# Brano selezionato
* * *

Fonte: Corriere della Sera
di Mauro Magatti
Per gestire la complessità sociale contemporanea non bastano scienza e burocrazia e il presidente francese è l’unico leader che lavora per ricostruire le basi europee
Gli ultimi sondaggi lo danno in rialzo dopo la forte riduzione registrata nel corso dell’estate e oggi più del 50% dei francesi ne ha un’opinione positiva. Non che non ci siano perplessità o nubi all’orizzonte. La legge sul lavoro, ad esempio, rimane uno scoglio difficile da superare. Eppure, avviandosi verso la conclusione del suo primo anno presidenziale, Macron dimostra che uno spazio per la politica ancora c’è. A condizione che si sia disposti a giocarsela fino in fondo nella costruzione di un equilibrio nuovo tra tecnica e politica, tra economia e società.
La linea di Macron è ben leggibile nel caso dell’Europa. La contraddizione dell’Unione costruita negli ultimi 20 anni è l’idea di perseguire una crescente integrazione senza caratura politica. In questa prospettiva, la Ue è nata e si è sviluppata potenziando gli elementi di governance legati a criteri di efficienza istituzionale. Dietro c’è un’idea per la quale tutto può e deve essere regolato e governato solo per via tecnica e burocratica. Senza esposizione sul senso politico dell’unificazione né sugli equilibri politici consolidati dalla storia. Le lunghe incertezze sul modo di gestire la crisi finanziaria negli anni appena trascorsi (con i pesanti costi sociali e politici che ne sono conseguiti) hanno mostrato tutti i limiti di tale impostazione. Alla fine, solo il via libero tedesco a Draghi (cioè una decisione politica) ha aperto la strada all’utilizzo degli strumenti tecnici necessari per uscire dalla palude nella quale eravamo finiti.

* * *

# Informazioni estratte
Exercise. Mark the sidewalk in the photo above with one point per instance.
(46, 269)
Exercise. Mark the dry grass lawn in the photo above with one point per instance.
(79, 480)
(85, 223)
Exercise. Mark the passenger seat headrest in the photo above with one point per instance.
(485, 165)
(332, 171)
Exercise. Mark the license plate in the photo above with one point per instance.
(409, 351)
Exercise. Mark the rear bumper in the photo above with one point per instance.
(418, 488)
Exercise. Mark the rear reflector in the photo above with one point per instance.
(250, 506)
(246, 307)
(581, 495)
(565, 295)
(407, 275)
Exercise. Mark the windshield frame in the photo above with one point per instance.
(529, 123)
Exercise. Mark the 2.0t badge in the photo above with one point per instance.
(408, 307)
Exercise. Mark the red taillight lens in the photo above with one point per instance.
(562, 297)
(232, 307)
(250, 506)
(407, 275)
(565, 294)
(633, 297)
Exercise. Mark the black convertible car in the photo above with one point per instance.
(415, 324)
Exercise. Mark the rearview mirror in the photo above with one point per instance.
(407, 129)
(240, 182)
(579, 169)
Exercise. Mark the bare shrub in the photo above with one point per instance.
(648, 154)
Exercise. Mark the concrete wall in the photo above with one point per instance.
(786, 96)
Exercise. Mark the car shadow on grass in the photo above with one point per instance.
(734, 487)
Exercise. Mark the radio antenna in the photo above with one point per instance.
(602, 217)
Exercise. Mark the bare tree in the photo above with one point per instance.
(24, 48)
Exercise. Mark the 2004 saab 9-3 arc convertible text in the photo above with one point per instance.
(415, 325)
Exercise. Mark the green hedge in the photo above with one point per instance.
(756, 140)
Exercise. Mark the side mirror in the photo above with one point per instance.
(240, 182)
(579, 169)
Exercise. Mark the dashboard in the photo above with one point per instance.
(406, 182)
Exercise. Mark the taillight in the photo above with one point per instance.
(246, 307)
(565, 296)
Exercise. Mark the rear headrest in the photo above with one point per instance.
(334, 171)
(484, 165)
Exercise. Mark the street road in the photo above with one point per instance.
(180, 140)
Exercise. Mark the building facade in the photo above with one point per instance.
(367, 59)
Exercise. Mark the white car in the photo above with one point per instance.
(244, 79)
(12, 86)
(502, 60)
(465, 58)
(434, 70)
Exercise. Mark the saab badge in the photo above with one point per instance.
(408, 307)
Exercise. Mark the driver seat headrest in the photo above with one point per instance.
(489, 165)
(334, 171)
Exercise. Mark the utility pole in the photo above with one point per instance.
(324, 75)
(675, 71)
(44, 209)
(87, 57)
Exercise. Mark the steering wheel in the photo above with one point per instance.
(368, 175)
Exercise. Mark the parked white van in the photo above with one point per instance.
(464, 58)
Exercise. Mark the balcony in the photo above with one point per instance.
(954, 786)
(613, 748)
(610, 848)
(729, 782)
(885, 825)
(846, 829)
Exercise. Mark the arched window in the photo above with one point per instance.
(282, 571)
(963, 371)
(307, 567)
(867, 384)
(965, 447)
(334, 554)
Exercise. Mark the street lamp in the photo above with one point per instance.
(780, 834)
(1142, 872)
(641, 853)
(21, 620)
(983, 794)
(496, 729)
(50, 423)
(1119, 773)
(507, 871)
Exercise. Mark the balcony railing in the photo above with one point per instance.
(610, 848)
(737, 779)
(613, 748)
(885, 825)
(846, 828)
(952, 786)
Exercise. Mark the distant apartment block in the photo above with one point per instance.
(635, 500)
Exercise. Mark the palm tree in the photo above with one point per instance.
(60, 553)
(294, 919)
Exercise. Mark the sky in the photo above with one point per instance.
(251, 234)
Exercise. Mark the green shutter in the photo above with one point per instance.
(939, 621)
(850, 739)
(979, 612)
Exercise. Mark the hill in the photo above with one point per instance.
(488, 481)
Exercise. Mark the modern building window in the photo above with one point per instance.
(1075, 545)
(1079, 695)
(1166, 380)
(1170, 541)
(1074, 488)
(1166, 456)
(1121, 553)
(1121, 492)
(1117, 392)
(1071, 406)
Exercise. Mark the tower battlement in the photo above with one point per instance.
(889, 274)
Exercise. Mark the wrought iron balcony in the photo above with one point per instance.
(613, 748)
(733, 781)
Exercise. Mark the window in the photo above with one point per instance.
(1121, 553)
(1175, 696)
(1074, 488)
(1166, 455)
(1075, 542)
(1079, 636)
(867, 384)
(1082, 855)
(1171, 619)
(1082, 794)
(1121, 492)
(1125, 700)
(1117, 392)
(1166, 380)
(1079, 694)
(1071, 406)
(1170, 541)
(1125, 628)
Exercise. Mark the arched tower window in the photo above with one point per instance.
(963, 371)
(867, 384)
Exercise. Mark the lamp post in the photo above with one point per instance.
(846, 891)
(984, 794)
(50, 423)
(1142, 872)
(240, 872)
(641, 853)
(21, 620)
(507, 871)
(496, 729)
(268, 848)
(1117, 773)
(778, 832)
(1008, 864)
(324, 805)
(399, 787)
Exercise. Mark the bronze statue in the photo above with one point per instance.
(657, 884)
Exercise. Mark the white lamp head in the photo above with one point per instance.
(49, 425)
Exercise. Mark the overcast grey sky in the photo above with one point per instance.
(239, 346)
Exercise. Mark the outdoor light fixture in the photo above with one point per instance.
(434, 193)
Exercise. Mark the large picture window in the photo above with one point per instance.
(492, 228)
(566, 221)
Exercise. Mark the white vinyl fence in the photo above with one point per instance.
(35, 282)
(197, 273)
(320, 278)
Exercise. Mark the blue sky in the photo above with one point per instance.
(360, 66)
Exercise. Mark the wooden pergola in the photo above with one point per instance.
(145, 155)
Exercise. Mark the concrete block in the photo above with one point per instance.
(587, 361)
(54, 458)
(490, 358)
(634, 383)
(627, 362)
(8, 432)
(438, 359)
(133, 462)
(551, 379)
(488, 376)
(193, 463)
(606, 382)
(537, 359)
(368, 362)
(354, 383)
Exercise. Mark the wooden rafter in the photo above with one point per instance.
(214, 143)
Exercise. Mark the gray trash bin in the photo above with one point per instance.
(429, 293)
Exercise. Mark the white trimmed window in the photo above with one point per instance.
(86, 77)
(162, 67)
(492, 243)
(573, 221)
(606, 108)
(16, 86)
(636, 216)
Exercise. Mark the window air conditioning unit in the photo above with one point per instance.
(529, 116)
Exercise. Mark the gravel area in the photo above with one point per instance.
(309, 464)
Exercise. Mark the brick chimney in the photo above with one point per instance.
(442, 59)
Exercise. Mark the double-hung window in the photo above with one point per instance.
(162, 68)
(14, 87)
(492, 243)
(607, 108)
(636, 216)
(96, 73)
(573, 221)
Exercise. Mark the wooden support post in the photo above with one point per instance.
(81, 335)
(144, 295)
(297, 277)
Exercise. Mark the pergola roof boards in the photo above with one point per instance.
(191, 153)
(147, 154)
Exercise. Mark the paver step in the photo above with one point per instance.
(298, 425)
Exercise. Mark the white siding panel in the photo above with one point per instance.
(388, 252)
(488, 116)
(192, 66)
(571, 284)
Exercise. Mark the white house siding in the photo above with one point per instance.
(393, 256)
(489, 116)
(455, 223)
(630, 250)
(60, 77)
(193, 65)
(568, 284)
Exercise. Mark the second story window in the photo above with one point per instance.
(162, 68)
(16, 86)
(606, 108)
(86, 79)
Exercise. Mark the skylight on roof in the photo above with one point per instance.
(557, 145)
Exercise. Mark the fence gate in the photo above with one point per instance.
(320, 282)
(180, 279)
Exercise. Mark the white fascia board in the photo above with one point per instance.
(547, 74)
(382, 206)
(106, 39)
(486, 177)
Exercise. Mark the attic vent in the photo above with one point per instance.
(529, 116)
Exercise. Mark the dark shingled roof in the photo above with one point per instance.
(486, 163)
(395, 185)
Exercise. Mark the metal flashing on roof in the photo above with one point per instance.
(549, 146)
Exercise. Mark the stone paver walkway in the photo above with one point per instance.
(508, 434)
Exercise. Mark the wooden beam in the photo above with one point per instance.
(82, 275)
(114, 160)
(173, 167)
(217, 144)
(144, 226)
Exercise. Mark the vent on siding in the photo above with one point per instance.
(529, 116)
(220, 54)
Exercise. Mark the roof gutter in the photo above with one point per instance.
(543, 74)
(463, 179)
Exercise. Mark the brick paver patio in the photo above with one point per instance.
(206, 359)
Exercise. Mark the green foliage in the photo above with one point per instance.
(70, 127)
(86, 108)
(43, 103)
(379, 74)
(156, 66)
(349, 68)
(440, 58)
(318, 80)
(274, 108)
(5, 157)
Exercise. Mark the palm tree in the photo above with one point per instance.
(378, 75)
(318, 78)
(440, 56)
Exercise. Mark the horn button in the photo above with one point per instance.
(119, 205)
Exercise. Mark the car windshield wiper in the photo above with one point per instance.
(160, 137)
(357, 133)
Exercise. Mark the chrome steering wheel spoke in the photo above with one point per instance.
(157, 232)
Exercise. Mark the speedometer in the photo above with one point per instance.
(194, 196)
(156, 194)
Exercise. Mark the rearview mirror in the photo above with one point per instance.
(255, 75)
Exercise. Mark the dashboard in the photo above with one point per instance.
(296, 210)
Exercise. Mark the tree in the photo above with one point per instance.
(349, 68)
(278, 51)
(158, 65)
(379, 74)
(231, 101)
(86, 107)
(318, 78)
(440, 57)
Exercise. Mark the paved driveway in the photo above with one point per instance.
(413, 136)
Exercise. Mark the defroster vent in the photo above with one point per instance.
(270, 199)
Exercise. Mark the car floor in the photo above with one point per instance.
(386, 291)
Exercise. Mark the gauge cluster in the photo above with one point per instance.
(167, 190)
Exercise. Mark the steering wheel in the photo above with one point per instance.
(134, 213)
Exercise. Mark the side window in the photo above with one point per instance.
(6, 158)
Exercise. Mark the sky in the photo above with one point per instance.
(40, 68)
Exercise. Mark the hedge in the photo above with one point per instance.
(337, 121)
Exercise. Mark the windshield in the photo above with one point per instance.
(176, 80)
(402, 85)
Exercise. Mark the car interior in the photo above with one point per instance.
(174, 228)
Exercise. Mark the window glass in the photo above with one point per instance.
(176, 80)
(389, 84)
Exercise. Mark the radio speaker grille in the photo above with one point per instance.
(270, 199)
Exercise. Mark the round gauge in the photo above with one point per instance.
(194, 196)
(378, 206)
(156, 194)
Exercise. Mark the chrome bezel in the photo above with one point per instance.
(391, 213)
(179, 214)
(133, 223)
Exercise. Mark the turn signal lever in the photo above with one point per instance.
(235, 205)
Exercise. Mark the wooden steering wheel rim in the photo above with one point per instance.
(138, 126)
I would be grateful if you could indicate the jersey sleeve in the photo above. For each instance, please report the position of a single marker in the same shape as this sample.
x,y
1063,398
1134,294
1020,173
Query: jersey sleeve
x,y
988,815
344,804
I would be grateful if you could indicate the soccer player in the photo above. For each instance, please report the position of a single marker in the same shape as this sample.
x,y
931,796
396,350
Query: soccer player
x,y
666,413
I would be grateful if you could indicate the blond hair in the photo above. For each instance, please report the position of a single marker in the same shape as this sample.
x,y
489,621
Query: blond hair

* * *

# Da fare
- A) Secondo l'articolo su Macron, quale quota dei francesi ha oggi un'opinione positiva di lui?
- B) Per favore, prosegui l'articolo su Macron riprendendo subito dopo la sua ultima frase.

# Risposte scritte
- A) Più del 50% dei francesi.

- B)
Il problema è che – come in questi ultimi anni è diventato sempre più evidente – per quanto possano molto, la tecnica, l’economia, la burocrazia da sole non ce la fanno a gestire la complessità sociale contemporanea. Anche se in forma nuova rispetto al passato, c’è bisogno di politica. Che infatti è tornata prepotentemente, anche se disordinatamente, in campo. Di fatto, in questo momento l’unico leader politico che sta cercando di lavorare per ricostruire le basi europee è il presidente francese. Fin dal discorso di investitura, Macron ha fatto dell’Europa uno degli assi portanti della propria azione.
Secondo Régis Debray, ciò è dovuto al debito che Macron ha con Paul Ricoeur, uno dei principali filosofi francesi, per il quale non c’è politica senza visione. Senza utopia addirittura. Su questa linea Macron cerca di tracciare una via che salvi il destino della Francia nel quadro di un rilancio dell’Europa. In effetti, il leader francese sta cercando di dare un contenuto al progetto europeo, tratteggiandolo nei termini di un modello di civiltà. Un’Europa, cioè, vista prima di tutto come una terra dove le libertà individuali, lo spirito democratico e la giustizia sociale si sono integrate al punto da permettere di raggiungere risultati impensabili altrove. E il cui futuro non si può dare rinunciando ad aggiornare tali valori in rapporto alle sfide della contemporaneità. Ivi inclusa la questione dell’accoglienza dei rifugiati. L’attivismo di Macron è instancabile. E, cercando persino di influenzare la transizione politica in corso in Germania e in Italia, propone intese bilaterali che possano aiutare anche gli stessi interlocutori politici a cui si rivolge, in vista di creare le condizioni politiche per agire nei prossimi anni.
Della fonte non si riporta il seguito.